▶ [Activity 1]:
Using the family history passage, answer these:
(a) In what year did Elsa die?
(b) In what year did the L.S. Brinkmann firm resume business after the war?
(c) Where was Herbert a patient during the war?
▶ [Activity 2]: Pick up the family history passage after its final sentence and carry it forward.

▶ [Document extract]:
= Beginning of Section =

Julius died of a heart attack in Manhattan on November 26, 1946, at the age of 72. I assume he knew before he died that his beloved granddaughter Margot had been murdered by the Nazis at Sobibor along with her other grandparents. Elsa died in 1961, also in New York City.

According to Garry’s notes after his translation of the memoir, the firm of L.S Brinkmann, the knitwear company owned by Levi Brinkmann and later by Julius and his brother-in-law/second cousin Moritz Werner, was re-established after the war by Moritz and Garry and resumed business in 1949. It was once again a very successful business for many years, closing down in 1974.

Garry also commented on the fate of his brother Herbert, who was a patient in a sanitorium in Zurich during the war. He was released in 1953 and cared for by a Swiss guardian. He worked and was well liked and respected in the community. He was “an extremely intelligent and cultured person, a man of many abilities, the least of which was to become a painter.” Herbert died of a heart attack in Zurich in 1962. Garry and his wife and five year old daughter were in Europe at that time and on their way to visit him when he died.

= End of Section =

▶ [Source material]:

= Beginning of Section =

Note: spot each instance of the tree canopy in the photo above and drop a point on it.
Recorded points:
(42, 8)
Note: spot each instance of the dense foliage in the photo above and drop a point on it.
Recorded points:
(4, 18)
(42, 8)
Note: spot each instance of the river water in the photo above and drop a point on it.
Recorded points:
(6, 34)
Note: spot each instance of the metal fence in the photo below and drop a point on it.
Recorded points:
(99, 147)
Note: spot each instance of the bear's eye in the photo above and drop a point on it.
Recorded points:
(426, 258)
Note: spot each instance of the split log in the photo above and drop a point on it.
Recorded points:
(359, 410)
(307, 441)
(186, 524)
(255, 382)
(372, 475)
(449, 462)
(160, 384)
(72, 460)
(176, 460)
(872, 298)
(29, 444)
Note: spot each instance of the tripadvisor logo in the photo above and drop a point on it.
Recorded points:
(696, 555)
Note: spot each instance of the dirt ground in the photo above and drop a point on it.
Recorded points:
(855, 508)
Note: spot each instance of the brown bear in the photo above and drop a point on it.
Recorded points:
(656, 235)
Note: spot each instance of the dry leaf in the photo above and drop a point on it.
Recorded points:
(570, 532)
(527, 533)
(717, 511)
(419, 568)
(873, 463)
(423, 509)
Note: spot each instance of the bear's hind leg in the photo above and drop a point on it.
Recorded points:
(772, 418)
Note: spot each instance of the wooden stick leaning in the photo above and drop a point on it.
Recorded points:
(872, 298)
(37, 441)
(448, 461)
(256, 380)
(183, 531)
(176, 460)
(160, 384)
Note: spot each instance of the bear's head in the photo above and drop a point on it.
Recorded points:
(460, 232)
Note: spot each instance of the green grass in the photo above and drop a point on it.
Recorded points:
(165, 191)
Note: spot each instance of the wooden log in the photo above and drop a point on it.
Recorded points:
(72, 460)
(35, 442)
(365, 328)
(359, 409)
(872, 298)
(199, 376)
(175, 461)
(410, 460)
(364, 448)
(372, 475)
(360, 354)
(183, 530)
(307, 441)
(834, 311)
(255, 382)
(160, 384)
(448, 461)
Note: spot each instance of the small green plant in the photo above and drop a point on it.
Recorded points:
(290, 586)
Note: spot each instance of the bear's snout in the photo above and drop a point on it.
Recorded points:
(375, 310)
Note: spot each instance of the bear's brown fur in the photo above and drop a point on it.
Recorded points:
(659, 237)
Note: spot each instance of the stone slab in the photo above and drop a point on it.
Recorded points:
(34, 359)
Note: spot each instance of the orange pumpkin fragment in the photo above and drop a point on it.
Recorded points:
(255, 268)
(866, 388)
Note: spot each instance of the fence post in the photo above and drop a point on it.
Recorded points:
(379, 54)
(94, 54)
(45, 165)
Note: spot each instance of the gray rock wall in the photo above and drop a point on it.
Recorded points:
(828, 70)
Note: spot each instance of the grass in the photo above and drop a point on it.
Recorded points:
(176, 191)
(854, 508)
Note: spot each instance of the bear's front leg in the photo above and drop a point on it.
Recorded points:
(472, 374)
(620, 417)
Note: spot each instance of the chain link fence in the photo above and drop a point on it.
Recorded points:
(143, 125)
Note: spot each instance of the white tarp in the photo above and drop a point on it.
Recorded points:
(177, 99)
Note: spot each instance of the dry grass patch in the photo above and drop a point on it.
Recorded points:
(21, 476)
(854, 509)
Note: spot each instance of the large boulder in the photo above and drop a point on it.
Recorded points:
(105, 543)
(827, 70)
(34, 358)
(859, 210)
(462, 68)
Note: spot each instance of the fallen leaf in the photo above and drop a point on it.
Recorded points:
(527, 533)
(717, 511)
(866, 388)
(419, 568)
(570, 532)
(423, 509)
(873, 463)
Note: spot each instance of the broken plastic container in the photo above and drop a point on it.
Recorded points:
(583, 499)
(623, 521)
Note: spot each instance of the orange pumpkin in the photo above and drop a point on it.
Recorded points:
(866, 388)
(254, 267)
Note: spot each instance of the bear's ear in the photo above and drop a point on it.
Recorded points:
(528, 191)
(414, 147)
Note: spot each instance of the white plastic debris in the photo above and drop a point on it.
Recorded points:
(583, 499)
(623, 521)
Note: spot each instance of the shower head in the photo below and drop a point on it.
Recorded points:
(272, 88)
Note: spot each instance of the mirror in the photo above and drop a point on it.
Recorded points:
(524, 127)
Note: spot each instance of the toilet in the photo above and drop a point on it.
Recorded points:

= End of Section =

▶ [Written response 1]:
(a) 1961
(b) 1949
(c) In a sanitorium in Zurich

▶ [Written response 2]:
According to his daughter Joanne, Garry continued to work in the knitwear business until 1969. He then moved to West Palm Beach, Florida. He died March 1, 2005, when he was 87. I am so grateful to him for translating his father’s memoir and to Joanne for sharing it with me.

Garry Warner-Loewenthal
Courtesy of Joanne Warner-Loewenthal

These are stories that must be shared. We must never, ever forget what these people endured or their courage and resilience in carrying on after surviving Nazi Germany and the Holocaust.

 

41 thoughts on “The Memoir of Julius Loewenthal, Part V: Leaving Germany

  1. Thank you, Amy. A very moving and well told story of what your family endured. Multiply that by millions to understand the horror that we must Never go through again. We must do everything in our power right now to avoid this happening to us or to any other ethnic, racial or religious group. There is no place for hate in this world.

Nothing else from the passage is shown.